- _Task_: Line by line, repeat the material below exactly and skip the images.

- _Data listing_:
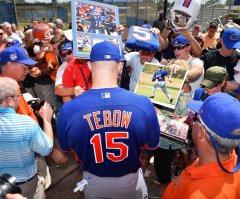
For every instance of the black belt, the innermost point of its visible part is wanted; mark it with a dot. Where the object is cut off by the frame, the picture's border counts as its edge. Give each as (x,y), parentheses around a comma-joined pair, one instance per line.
(19,183)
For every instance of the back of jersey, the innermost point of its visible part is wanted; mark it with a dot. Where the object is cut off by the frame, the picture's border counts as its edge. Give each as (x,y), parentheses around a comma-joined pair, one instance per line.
(107,128)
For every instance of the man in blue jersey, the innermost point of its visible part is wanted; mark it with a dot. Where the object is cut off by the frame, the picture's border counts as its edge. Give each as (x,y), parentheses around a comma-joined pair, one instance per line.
(160,75)
(106,127)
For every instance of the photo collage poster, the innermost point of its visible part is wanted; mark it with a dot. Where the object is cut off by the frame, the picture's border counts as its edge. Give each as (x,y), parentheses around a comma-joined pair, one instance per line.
(93,22)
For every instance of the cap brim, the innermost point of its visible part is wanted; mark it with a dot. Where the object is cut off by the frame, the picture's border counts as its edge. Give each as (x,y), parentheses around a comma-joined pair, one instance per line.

- _Result of the task_:
For every instance of the black belt, the innermost point of its visible part is wanted; mark it with a dot. Where the object is cut off by the frame, the picture's border counts as its edge. Give each as (x,y), parentheses around a comma-joined pair, one instance per line.
(19,183)
For every instance of the back of jersey, the innermost point of its visible part is wanted; mark it with a dot. Where the object is cut off by the frame, the picture's border counts as its edge. Give each as (x,y), parentheses around a comma-joined pair, one instance per line.
(107,128)
For every instance of the man in blue jersey, the innermost point of its visible part is wanted; mark it with a dot. Where the object is cut off by the frame, the picture's border counts as its edge. Give each as (x,y), parentheses around a comma-joined pair, one instance per line.
(160,75)
(106,127)
For every instance of the photo collage poster, the innermost point of its visible part is wanted; mark it with a dot. Where the object is cut off by the frame, the picture's border counts as its edge. Give each as (x,y), parentheses around a comma-joined pair, one instance per line.
(93,22)
For every instance of the cap brim, the innermost point of its visible part is wanted; mark it with a dot. Where the object is cut off by the frame, the picture's border counts as its edge. Give each as (x,y), parentheses around a comma-joined pair, one instance per line.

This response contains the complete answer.